The copy has to match the records word for word and include no pictures.

[Opening EXERCISE MATERIALS section]

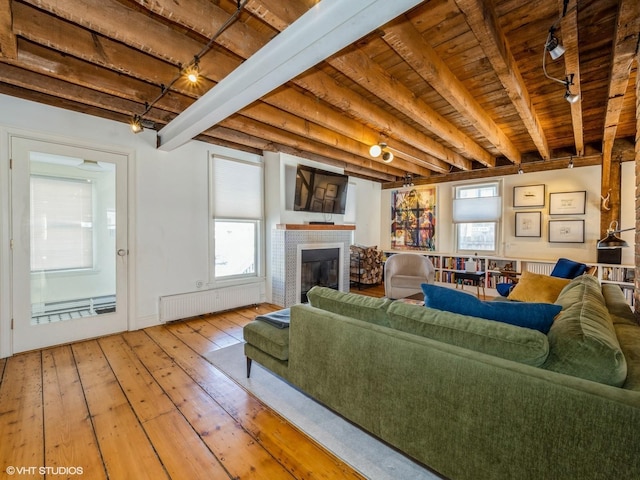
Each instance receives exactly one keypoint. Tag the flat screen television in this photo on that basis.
(320, 191)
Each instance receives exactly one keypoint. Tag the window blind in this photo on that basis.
(62, 223)
(237, 189)
(479, 209)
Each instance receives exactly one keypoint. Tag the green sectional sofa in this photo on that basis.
(472, 398)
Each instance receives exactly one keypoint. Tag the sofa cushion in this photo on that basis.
(361, 307)
(538, 316)
(582, 339)
(534, 287)
(494, 338)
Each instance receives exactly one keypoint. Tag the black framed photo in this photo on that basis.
(567, 203)
(529, 196)
(566, 231)
(528, 224)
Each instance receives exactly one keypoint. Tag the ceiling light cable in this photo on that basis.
(136, 126)
(556, 50)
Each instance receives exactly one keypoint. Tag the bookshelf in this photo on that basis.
(504, 270)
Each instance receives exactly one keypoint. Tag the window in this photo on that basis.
(477, 210)
(237, 217)
(62, 229)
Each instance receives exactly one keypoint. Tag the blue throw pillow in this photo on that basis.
(566, 268)
(537, 316)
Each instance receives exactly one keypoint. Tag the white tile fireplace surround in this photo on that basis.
(288, 241)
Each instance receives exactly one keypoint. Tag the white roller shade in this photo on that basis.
(237, 189)
(480, 209)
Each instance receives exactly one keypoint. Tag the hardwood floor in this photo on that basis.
(147, 405)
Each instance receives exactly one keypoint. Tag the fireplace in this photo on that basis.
(288, 243)
(319, 266)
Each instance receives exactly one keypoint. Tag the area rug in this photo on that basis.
(364, 453)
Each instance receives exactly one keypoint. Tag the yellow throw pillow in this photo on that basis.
(533, 287)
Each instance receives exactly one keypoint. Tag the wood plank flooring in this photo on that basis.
(147, 405)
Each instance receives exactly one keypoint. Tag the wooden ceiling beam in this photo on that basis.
(114, 55)
(365, 72)
(320, 113)
(8, 42)
(111, 82)
(273, 134)
(569, 30)
(625, 48)
(259, 144)
(126, 25)
(407, 42)
(316, 133)
(245, 42)
(323, 86)
(482, 20)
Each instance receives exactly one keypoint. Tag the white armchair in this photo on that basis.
(405, 272)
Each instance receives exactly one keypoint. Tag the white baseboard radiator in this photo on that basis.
(185, 305)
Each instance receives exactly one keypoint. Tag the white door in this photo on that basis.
(69, 243)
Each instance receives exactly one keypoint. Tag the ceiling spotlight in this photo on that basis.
(553, 46)
(570, 97)
(136, 124)
(381, 149)
(376, 150)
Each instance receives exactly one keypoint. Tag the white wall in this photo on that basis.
(168, 203)
(280, 173)
(280, 180)
(576, 179)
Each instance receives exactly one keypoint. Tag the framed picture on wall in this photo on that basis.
(528, 224)
(529, 196)
(566, 231)
(567, 203)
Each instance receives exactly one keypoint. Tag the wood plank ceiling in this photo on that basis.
(454, 87)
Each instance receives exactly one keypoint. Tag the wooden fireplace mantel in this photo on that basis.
(307, 226)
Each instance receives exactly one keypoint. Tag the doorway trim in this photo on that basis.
(6, 230)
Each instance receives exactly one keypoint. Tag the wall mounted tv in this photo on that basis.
(320, 191)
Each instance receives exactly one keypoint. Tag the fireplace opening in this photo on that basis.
(319, 266)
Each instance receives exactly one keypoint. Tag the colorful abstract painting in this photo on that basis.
(413, 218)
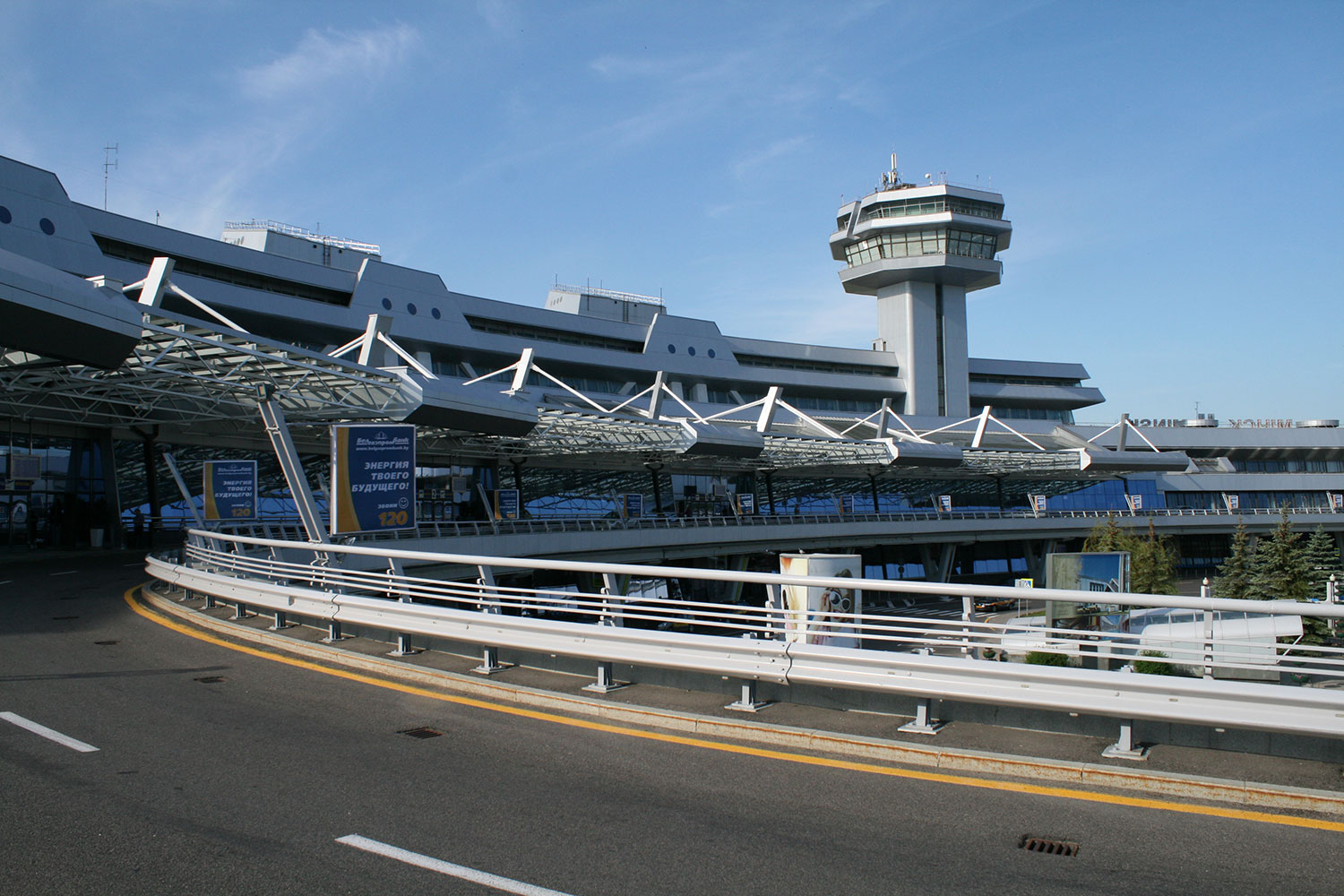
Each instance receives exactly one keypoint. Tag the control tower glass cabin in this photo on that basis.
(919, 249)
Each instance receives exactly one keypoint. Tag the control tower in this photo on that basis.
(919, 249)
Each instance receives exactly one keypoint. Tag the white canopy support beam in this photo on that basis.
(980, 427)
(521, 371)
(768, 408)
(182, 487)
(159, 281)
(277, 429)
(816, 425)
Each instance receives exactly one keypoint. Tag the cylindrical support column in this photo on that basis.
(489, 662)
(747, 702)
(1125, 745)
(607, 681)
(924, 721)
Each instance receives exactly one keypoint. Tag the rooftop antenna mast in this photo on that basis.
(892, 177)
(108, 164)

[Closing EXERCISE MATERIALS section]

__ANSWER SPACE__.
Each instance receives exactly one keypoint. Tag the flat screen television in this photo on that basis.
(320, 191)
Each instance receives exactly one keypoint. Tag the window blind in this photo on that basis.
(62, 223)
(237, 189)
(479, 209)
Each instance receives exactly one keypoint. Tag the green sectional sofa in this photo on that basis.
(472, 398)
Each instance receives exactly one keypoint. Tag the sofa cushion in this photo on that basis.
(361, 307)
(538, 316)
(582, 339)
(534, 287)
(494, 338)
Each instance receives exactly one keypoint. Tag the black framed photo in this photo on that basis.
(567, 203)
(529, 196)
(566, 231)
(528, 224)
Each instance receives exactly one keypoint. Tag the ceiling light cable in this photo on that basis.
(136, 126)
(556, 50)
Each instance receives exactly one keypoint. Tag the bookshelf in this photo on that basis.
(504, 270)
Each instance receives exactly one keypoint. Tag the window in this photo on that basis.
(477, 210)
(237, 217)
(62, 229)
Each instance receives exactly one keypoint. Tag the blue throw pillow in this photo on that basis.
(566, 268)
(537, 316)
Each instance receives exactly one keypoint. Tag the white tile fireplace surround in this photo on that basis.
(288, 241)
Each instance receives exactly one keypoint. Tag the white roller shade in this photo on that basis.
(237, 189)
(480, 209)
Each instance receives exactly one keypoint. Tag the hardwood floor in this photo on that basis.
(147, 405)
Each instance receives exactly one keypoint. Tag the fireplace in this photo on that basis.
(288, 243)
(319, 266)
Each instance receives exactly one keypoint. Tag the area rug in this photo on that basis.
(364, 453)
Each instance receives exactly one keypoint. Tag the yellow throw pillow in this photo on that basis.
(533, 287)
Each instance receives exactly one keypoint. Tag the wood plank flooring in this photo on that basis.
(147, 405)
Each instance receives exactly one keypoint. Tag the wooden ceiling beam in this photo on that basis.
(114, 55)
(365, 72)
(320, 113)
(8, 42)
(111, 82)
(273, 134)
(569, 30)
(625, 48)
(259, 144)
(126, 25)
(407, 42)
(316, 133)
(245, 42)
(323, 86)
(482, 20)
Each instance receives exactly one keypoint. Tag the white armchair in this photo on that basis.
(405, 272)
Each instance receives exactly one keypoint. Tag the white baseboard radiator in this photo on that basis.
(185, 305)
Each instance receives exactly one keypoint. Tag the white door in this photo on that basis.
(69, 243)
Each instance receives exactly one keypoint. Tag the ceiling spotlight in this photo on that basis.
(553, 46)
(570, 97)
(136, 124)
(381, 149)
(376, 150)
Each instance receives exactly one keypoint. Tag the white wall in this photo on that basis.
(168, 203)
(280, 173)
(280, 180)
(576, 179)
Each instance receives exactly one keypoint. Tag the framed picture on wall in this photo on that basis.
(528, 224)
(529, 196)
(566, 231)
(567, 203)
Each instance receives exactly one keypoint. Tag the wood plank ceiling in this photo on that basis.
(454, 87)
Each instance receives exactly one keypoint. Tag the wooden fireplace mantel in this photo on that basis.
(307, 226)
Each instance receives exactly one keypoint. Tag the doorway trim in this photo on that basis.
(6, 230)
Each instance receives exactly one keypoint. Tag the wall mounted tv in this photo on that basis.
(320, 191)
Each instance receives exactly one keypoint. Tag the fireplace opening in this photo on that basis.
(319, 266)
Each instance receives exactly one keypoint. Tag the colorful abstract painting in this photo on that basis.
(413, 218)
Each instance receives exactly one keypoint. Tag the control tower glass cabin in this photo on that basis.
(919, 249)
Each instance receives exactly one keypoint. Tag the control tower in this photo on that basis.
(919, 249)
Each instance receives exactly one keypoint. Tag the white canopy support beam in this photo on that basis.
(980, 427)
(521, 371)
(768, 408)
(182, 487)
(159, 281)
(277, 429)
(816, 425)
Each instance receives exactly one keypoint. Tag the cylindrical support column in this photo on that basis.
(489, 662)
(747, 702)
(1125, 745)
(607, 681)
(924, 721)
Each instance receives exactly one keypoint. Tag the rooftop antenna mast in this photo on that basis.
(892, 177)
(108, 164)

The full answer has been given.